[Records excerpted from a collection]

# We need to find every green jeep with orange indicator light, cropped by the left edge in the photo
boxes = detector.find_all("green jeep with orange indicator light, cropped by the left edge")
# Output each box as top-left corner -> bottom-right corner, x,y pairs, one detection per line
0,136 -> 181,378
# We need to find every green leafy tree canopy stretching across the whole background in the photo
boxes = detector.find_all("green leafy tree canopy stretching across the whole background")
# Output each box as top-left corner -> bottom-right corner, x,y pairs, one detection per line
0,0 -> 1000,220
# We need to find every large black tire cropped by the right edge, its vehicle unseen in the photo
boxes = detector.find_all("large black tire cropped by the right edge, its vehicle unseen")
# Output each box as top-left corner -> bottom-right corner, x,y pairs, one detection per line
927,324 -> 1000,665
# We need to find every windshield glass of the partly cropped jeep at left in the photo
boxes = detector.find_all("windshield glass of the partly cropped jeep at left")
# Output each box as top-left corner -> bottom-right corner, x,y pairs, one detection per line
==
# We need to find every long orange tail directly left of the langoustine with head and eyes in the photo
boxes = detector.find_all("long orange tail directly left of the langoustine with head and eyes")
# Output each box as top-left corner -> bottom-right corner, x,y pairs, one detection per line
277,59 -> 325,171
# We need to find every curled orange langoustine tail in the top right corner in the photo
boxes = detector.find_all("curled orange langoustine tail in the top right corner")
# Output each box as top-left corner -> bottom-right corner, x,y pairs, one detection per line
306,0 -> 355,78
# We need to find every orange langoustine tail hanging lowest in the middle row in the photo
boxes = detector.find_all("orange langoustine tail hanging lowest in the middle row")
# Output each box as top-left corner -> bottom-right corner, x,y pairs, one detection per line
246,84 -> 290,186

▶ _Your objective_:
Restate word for word only the lines above from the line containing "# We need to find every green jeep" to the line containing "# We need to find every green leafy", both of them included.

▶ _Task result_:
# We need to find every green jeep with orange indicator light, cropped by the left edge in the photo
boxes = detector.find_all("green jeep with orange indicator light, cropped by the left edge")
# Output each box as top-left corner -> bottom-right corner, x,y pairs, one detection per line
0,136 -> 181,378
# We need to find every green leafy tree canopy stretching across the whole background in the photo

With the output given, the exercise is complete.